---------- Dataset entries ----------

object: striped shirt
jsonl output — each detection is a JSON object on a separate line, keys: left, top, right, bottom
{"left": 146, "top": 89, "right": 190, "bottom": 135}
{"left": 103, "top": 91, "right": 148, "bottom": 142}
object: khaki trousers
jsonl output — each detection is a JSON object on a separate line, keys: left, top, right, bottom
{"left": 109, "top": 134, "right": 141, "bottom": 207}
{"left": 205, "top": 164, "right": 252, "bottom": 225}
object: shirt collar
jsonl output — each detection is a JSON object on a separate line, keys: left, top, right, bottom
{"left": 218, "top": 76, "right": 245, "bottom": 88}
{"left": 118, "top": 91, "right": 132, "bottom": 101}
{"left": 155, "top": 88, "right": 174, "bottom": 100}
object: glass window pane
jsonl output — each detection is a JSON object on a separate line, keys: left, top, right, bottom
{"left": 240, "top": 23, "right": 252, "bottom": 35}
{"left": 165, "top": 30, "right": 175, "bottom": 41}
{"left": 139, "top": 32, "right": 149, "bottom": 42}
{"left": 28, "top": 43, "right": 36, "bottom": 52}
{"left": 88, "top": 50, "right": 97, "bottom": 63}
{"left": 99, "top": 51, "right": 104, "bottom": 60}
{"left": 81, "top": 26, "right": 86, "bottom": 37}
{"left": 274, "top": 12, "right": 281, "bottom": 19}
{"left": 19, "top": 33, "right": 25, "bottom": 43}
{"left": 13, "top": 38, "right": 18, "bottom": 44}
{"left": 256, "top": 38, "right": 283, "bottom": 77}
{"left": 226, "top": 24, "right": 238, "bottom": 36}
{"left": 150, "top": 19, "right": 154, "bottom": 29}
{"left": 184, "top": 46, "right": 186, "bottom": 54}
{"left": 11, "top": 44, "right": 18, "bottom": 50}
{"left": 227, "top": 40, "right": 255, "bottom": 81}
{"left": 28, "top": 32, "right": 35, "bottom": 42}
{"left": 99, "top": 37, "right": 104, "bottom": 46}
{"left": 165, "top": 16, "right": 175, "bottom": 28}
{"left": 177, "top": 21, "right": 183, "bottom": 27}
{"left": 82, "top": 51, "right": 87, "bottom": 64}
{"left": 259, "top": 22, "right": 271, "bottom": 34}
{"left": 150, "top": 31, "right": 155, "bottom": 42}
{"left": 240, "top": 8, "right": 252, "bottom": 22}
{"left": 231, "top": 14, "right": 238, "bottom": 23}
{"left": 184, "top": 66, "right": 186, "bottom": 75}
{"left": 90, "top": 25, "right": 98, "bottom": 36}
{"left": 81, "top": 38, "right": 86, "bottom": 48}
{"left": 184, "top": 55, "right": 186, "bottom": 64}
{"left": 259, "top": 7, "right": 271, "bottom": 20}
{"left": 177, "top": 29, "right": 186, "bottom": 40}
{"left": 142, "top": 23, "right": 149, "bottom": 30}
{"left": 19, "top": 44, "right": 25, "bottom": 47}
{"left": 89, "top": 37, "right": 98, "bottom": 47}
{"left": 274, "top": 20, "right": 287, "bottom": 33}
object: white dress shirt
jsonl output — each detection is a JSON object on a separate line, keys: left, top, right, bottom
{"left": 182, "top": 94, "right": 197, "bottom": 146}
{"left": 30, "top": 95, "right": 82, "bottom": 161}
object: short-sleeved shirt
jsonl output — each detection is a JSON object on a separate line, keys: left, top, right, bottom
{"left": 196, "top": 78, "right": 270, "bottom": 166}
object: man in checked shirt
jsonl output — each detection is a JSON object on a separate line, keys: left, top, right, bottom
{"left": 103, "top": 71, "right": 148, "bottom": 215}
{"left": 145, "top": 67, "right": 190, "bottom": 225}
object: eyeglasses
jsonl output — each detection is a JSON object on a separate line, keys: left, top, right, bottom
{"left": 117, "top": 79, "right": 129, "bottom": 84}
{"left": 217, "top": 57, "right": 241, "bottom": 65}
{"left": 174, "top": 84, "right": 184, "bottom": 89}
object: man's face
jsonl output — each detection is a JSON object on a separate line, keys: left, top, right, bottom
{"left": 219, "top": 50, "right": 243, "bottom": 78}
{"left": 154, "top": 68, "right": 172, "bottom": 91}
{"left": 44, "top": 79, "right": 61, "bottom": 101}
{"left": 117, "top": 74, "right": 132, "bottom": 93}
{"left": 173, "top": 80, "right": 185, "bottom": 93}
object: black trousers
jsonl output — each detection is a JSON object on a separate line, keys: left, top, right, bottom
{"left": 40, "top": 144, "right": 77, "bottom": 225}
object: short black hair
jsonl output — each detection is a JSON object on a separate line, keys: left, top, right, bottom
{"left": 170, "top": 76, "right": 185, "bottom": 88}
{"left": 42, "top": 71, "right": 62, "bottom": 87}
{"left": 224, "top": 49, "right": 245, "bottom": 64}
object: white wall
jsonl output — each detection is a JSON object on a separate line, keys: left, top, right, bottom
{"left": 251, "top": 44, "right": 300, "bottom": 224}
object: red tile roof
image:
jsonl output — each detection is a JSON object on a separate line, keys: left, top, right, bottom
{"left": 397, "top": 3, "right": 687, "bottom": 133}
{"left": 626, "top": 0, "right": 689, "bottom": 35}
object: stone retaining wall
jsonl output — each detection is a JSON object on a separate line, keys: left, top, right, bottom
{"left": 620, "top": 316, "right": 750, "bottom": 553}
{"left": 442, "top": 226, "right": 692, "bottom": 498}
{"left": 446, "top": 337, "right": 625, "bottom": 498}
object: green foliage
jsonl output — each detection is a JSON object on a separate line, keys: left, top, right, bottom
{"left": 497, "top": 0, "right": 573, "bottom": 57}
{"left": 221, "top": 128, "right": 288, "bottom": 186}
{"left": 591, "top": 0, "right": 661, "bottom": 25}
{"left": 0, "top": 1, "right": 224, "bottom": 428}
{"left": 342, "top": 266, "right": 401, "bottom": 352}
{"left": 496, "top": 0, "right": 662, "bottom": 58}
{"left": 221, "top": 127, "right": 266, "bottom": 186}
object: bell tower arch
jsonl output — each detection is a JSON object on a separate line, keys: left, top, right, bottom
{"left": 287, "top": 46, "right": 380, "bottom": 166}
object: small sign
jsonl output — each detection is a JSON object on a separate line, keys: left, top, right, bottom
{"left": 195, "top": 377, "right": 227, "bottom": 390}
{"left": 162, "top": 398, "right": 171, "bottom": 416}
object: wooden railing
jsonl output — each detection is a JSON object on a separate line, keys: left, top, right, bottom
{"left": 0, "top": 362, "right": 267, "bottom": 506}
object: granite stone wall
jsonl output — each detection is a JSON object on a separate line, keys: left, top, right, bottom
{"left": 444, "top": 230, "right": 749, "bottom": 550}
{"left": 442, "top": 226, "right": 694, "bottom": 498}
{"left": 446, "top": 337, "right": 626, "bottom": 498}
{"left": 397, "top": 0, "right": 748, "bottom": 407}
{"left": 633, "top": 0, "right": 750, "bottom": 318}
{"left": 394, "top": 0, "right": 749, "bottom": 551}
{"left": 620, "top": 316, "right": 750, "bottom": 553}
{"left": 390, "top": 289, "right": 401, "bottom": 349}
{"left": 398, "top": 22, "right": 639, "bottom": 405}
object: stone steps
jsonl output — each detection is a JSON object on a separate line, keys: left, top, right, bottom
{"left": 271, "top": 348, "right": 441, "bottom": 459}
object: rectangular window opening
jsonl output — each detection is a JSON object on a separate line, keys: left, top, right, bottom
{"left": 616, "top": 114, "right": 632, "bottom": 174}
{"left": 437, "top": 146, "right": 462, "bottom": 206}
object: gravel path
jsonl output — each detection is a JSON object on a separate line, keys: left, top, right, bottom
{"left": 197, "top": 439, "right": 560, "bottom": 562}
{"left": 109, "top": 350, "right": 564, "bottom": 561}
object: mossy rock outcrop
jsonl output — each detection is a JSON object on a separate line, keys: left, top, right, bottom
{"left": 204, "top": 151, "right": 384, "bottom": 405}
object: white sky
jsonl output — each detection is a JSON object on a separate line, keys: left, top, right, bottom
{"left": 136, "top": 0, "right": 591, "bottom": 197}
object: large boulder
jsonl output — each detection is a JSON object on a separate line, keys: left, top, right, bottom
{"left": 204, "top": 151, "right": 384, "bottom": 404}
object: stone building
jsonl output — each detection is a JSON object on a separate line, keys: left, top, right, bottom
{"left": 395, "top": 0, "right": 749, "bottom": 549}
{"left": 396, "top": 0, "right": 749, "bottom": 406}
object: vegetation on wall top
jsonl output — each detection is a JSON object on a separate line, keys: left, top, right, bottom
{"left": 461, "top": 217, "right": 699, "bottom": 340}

----------

Looking back over the data above, restate word for word the lines that begin at the line with "object: eyeglasses" and end at the line with "object: man's face", inclusive.

_Answer to this task_
object: eyeglasses
jsonl output — each detection is a JSON object on a separate line, keys: left, top, right, bottom
{"left": 117, "top": 79, "right": 129, "bottom": 84}
{"left": 217, "top": 57, "right": 241, "bottom": 65}
{"left": 174, "top": 84, "right": 184, "bottom": 89}
object: man's face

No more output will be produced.